[Point annotation records]
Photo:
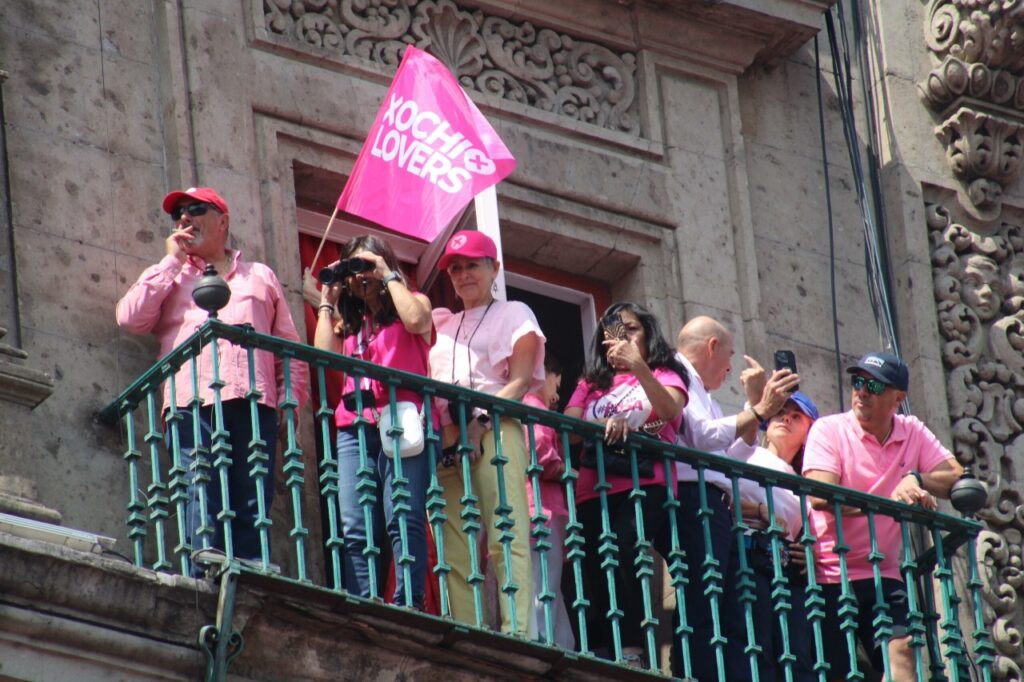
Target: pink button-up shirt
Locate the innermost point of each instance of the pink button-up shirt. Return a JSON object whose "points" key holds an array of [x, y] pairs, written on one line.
{"points": [[160, 302], [838, 444]]}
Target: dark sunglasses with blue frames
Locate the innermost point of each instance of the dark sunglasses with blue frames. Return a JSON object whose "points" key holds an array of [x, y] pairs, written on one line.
{"points": [[875, 387], [195, 210]]}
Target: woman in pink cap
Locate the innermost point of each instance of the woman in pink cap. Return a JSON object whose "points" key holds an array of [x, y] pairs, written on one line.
{"points": [[384, 322], [496, 347]]}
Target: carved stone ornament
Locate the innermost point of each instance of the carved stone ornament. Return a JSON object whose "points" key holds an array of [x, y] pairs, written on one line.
{"points": [[514, 60], [979, 291], [978, 87]]}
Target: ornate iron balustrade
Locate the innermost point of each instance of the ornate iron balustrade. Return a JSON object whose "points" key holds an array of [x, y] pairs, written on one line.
{"points": [[159, 515]]}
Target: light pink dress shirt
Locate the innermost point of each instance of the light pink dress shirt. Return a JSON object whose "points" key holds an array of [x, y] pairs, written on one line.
{"points": [[160, 302]]}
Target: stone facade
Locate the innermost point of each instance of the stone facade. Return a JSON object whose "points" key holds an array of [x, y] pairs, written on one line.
{"points": [[668, 152]]}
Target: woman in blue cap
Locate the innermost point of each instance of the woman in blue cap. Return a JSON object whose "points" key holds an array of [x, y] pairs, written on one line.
{"points": [[782, 451]]}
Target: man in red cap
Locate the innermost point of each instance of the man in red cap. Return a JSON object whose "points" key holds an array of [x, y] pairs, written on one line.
{"points": [[160, 303]]}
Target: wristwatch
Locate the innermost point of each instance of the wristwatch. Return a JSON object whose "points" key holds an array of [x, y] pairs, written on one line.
{"points": [[915, 474]]}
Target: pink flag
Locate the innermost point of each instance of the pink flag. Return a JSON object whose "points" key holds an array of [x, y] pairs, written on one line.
{"points": [[429, 152]]}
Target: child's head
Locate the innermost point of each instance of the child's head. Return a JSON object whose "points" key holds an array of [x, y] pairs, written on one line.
{"points": [[552, 380]]}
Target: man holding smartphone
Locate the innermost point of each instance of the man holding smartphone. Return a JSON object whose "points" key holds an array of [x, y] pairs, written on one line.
{"points": [[706, 348], [160, 303], [875, 450]]}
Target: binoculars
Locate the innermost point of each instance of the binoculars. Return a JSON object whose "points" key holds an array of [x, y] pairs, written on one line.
{"points": [[344, 268]]}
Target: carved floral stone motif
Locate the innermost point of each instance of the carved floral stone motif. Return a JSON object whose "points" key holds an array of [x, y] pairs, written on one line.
{"points": [[979, 291], [514, 60], [979, 88]]}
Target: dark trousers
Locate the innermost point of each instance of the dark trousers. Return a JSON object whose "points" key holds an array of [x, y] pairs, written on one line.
{"points": [[242, 486], [699, 614], [629, 590], [768, 630]]}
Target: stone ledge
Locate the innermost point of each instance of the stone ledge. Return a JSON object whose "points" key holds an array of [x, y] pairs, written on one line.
{"points": [[87, 616], [24, 385]]}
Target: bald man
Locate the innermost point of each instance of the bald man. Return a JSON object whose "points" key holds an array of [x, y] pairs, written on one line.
{"points": [[706, 349]]}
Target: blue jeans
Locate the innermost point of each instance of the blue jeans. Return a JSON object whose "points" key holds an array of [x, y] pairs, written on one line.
{"points": [[242, 488], [377, 492]]}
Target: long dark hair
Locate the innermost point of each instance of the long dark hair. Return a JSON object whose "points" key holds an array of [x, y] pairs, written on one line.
{"points": [[658, 353], [353, 308]]}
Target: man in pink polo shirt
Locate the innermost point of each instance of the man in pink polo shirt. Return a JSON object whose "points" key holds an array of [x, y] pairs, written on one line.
{"points": [[160, 303], [875, 450]]}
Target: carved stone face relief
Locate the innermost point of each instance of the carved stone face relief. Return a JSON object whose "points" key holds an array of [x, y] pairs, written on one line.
{"points": [[978, 89], [979, 294], [514, 60]]}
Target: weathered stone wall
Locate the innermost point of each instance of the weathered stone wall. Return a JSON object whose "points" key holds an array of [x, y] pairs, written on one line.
{"points": [[669, 152], [626, 121]]}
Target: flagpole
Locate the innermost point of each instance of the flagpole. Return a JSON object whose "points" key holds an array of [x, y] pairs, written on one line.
{"points": [[327, 230]]}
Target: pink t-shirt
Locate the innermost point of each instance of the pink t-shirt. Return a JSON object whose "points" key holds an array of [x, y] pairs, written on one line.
{"points": [[478, 358], [838, 444], [392, 346], [626, 394], [549, 456]]}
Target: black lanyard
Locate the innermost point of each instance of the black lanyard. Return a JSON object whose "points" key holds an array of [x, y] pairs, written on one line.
{"points": [[469, 343]]}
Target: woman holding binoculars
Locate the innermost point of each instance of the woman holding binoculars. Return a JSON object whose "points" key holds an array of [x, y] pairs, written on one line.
{"points": [[385, 323]]}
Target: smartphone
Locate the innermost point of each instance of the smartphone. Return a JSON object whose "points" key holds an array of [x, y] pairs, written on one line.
{"points": [[614, 328], [786, 359]]}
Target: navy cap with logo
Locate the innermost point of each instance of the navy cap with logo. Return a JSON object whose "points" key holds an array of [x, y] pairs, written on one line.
{"points": [[884, 367]]}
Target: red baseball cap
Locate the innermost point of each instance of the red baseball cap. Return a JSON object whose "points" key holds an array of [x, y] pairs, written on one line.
{"points": [[205, 195], [468, 244]]}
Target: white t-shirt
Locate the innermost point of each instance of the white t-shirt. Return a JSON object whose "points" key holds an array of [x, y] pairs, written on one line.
{"points": [[473, 347], [785, 503]]}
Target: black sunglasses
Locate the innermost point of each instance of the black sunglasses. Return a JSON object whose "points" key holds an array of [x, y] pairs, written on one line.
{"points": [[875, 387], [195, 210]]}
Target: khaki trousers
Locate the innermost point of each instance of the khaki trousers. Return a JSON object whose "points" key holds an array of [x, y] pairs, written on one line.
{"points": [[483, 479]]}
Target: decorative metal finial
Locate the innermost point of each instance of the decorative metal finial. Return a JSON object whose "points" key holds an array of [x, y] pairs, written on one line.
{"points": [[968, 495], [211, 292]]}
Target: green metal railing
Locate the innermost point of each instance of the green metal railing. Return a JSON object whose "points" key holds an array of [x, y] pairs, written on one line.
{"points": [[156, 517]]}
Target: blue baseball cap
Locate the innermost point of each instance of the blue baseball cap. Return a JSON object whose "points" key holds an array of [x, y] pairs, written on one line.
{"points": [[886, 368], [803, 401]]}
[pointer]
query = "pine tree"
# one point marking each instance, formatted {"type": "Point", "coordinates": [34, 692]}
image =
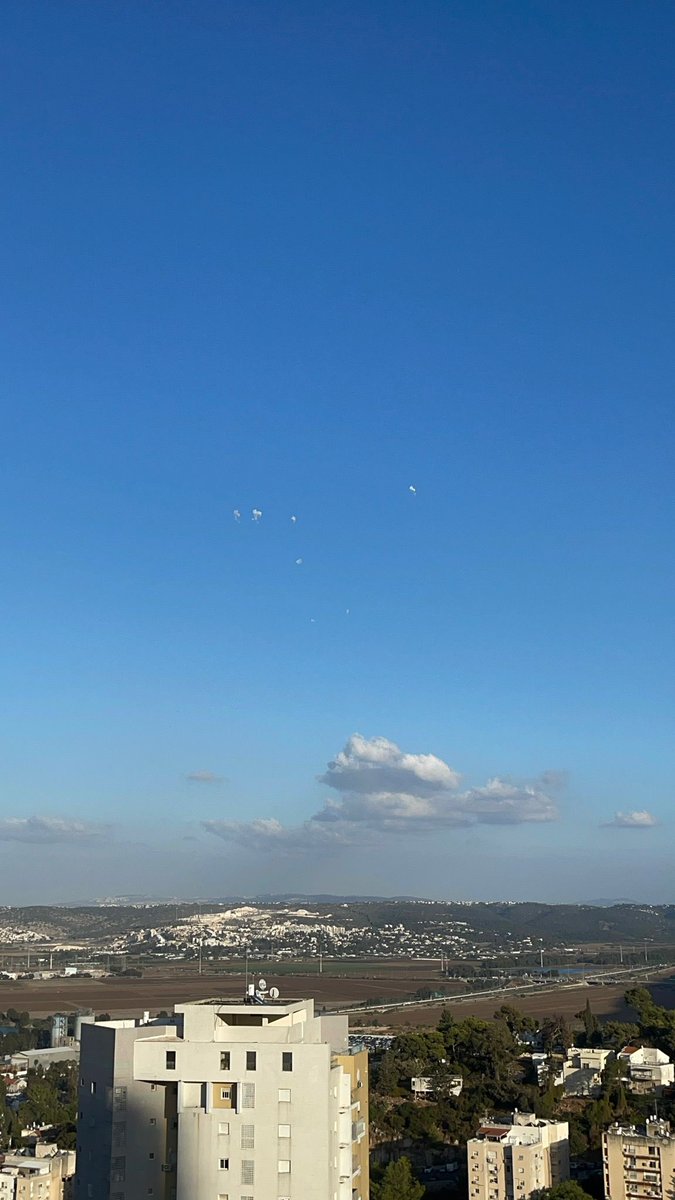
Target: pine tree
{"type": "Point", "coordinates": [399, 1183]}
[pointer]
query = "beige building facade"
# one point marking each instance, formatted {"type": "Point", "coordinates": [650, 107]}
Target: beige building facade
{"type": "Point", "coordinates": [222, 1102]}
{"type": "Point", "coordinates": [45, 1175]}
{"type": "Point", "coordinates": [639, 1162]}
{"type": "Point", "coordinates": [508, 1162]}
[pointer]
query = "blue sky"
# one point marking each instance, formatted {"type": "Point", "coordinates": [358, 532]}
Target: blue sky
{"type": "Point", "coordinates": [299, 257]}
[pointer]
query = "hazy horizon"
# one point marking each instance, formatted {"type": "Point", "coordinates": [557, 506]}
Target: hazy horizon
{"type": "Point", "coordinates": [338, 449]}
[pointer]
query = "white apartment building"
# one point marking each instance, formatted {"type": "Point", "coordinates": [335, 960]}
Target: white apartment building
{"type": "Point", "coordinates": [508, 1162]}
{"type": "Point", "coordinates": [581, 1071]}
{"type": "Point", "coordinates": [639, 1162]}
{"type": "Point", "coordinates": [222, 1102]}
{"type": "Point", "coordinates": [646, 1069]}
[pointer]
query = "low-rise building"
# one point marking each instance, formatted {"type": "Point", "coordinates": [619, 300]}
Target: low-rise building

§ **WRITTEN EXERCISE**:
Identify each line in the material that contains the string "head" and copy those lines.

§ **PROBLEM SOLUTION**:
Target: child's head
Locate the innermost point of each instance of the child's head. Return a JSON object whose "points" key holds an array of [x, y] pairs, written on one line.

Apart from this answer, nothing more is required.